EXERCISE AIM: Transcribe the records below word for word, leaving every picture out.

Saved entries
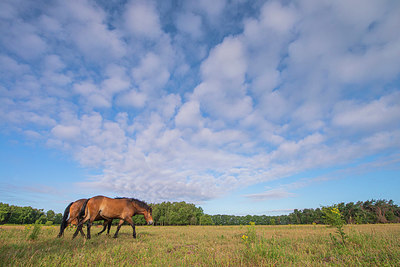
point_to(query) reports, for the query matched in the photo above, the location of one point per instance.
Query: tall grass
(310, 245)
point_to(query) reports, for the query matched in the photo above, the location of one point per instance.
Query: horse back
(110, 207)
(75, 209)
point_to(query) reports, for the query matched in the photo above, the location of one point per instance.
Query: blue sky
(241, 108)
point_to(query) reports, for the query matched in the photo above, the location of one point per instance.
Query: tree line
(182, 213)
(27, 215)
(367, 212)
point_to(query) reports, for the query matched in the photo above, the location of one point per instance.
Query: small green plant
(334, 218)
(35, 231)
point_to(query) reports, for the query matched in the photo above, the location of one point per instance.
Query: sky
(241, 107)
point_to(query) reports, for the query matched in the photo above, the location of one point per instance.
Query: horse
(73, 210)
(113, 208)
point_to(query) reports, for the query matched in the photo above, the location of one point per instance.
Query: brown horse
(113, 208)
(72, 211)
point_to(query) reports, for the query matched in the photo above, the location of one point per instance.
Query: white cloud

PROBLEM SOLUTION:
point_to(query) reports, for the query matched in the photo above, the location of one point per instance.
Query: tall grass
(310, 245)
point_to(query) reports, for the query matched in the photo above, the location of one point per instance.
Query: horse back
(110, 207)
(75, 209)
point_to(query) reports, for the query matched in the photo above, the location of one point per instance.
Query: blue sky
(241, 108)
point_to(query) reports, for the query matched in the photo above, the location of one point per instance.
Query: tree line
(182, 213)
(27, 215)
(367, 212)
point_to(query) reports, for the query matched in the photo above, the location of one point per instance.
Query: small green plant
(334, 218)
(35, 231)
point_to(query) reports, for the query matched in the photo above, the location of one point per instance.
Query: sky
(241, 107)
point_to(query) reports, for the query matched in the photo above, the location of one point per instance.
Query: horse
(73, 210)
(113, 208)
point_to(query) reports, for the query matched in the photo above, the location of one point per instance.
Query: brown horse
(113, 208)
(72, 211)
point_to(query) reports, for the query matched in the photo above, the location of one point per instance.
Query: white cloud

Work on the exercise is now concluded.